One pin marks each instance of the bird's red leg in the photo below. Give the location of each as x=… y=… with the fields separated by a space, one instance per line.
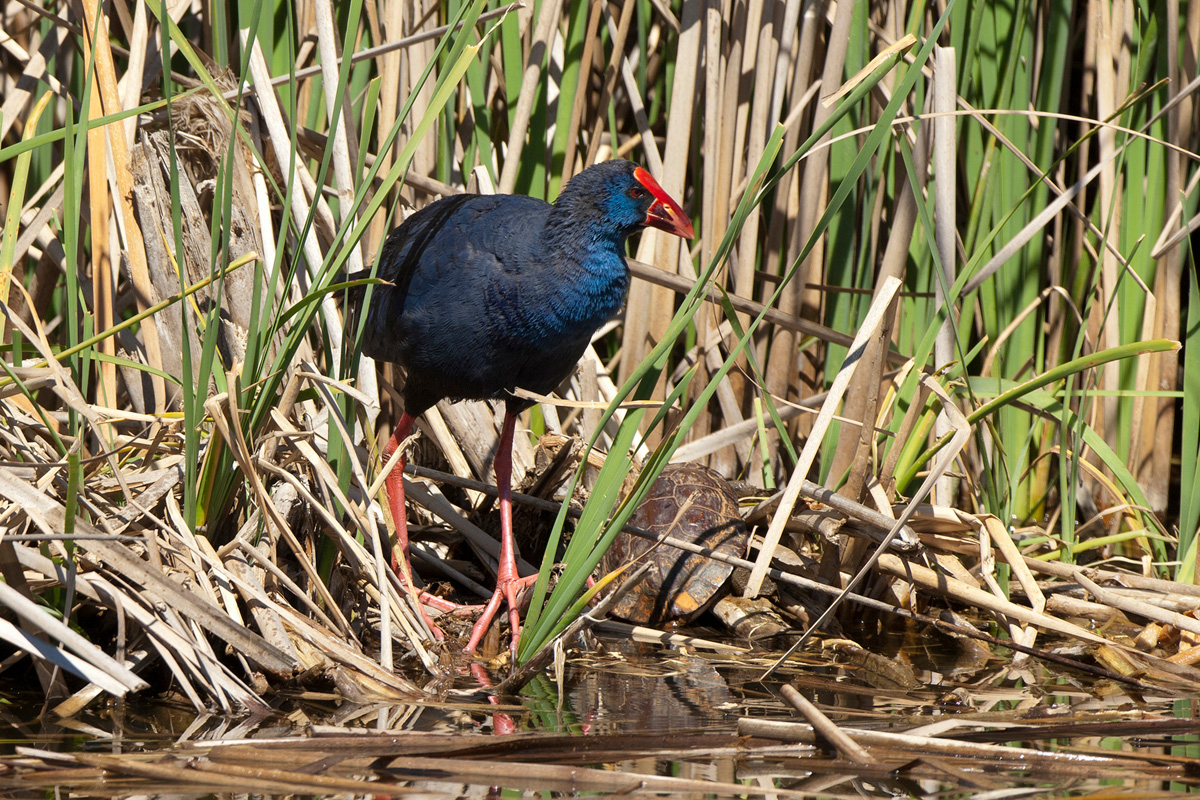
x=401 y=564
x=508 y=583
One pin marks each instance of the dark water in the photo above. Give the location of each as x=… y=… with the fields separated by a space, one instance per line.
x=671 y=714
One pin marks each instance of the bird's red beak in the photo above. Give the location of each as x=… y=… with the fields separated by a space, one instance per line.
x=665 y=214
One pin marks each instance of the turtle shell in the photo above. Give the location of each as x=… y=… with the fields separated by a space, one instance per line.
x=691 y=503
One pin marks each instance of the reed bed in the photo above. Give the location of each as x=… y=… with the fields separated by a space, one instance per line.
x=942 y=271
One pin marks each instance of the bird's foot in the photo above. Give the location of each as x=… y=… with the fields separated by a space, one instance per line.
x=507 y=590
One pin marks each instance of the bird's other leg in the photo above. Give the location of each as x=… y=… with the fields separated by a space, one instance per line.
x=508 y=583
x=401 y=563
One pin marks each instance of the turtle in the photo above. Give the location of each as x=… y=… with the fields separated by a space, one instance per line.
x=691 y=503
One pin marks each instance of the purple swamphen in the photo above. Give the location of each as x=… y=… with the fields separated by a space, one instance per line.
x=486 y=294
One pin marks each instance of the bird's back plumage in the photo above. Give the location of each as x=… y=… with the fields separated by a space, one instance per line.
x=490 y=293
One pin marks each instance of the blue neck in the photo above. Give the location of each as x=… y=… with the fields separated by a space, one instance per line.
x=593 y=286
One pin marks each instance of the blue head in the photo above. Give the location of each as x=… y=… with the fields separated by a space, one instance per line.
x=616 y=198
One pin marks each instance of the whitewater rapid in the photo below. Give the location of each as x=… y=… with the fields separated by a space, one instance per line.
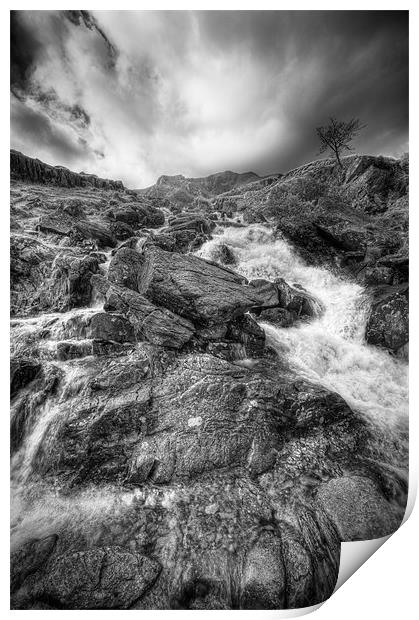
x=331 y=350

______________________________

_Your task_
Any pictures above are to be left out. Retype the rest of the records exactly.

_Solved problem_
One pin marks each instance of the bird's red leg in the photo below. Give the location of each as x=… y=… with the fields separated by a space, one instance per line.
x=401 y=564
x=508 y=583
One pin marks each instance of the dark water in the photo above. Give the location of each as x=… y=… with the fields separated by a space, one instance per line.
x=671 y=714
One pin marks each instance of the bird's red beak in the photo above. Give the location of each as x=… y=… with the fields separated by a space, one instance per line.
x=665 y=214
One pin marks each instance of the turtle shell in the photo above. Give the location of each as x=… y=… with the fields separated by a space, one instance per line.
x=691 y=503
One pin marks each instance of the reed bed in the photo above. Give the location of each as x=… y=… with the fields separated by a space, one instance per line.
x=942 y=271
One pin marks each instance of the bird's foot in the photo above. Give the location of each as x=… y=… with the fields separated by a space, one instance per line.
x=507 y=590
One pin marks each instance of the bird's other leg in the photo above. Give the location of each as x=… y=… with the fields separated by a space, one instance per line.
x=508 y=583
x=401 y=563
One pin marks each instance of the turtle in the photo above. Give the location of each as x=… y=… with the fields separated by a space, one instance per line.
x=691 y=503
One pin marks each instance of the purple swamphen in the photo above. Give the location of each as x=… y=… with the fields separated by a space, one instance per line.
x=486 y=294
One pin marks each instance of the bird's back plumage in the photo above. Give the location of each as x=… y=… with the fields separated by a space, one instance per line.
x=490 y=293
One pin marks each instance of the blue neck in the photo above. Give the location of each as x=… y=… with the fields separated by a space, one instance per line.
x=593 y=286
One pin marks each instance of the blue head in the photo above. Give the location of each as x=… y=… with the fields separated by a space, one instance per line.
x=616 y=198
One pin marks each instance of the whitewater rapid in the photo below. Give the location of each as x=… y=… with the fields separated by a space, one instance per line.
x=331 y=350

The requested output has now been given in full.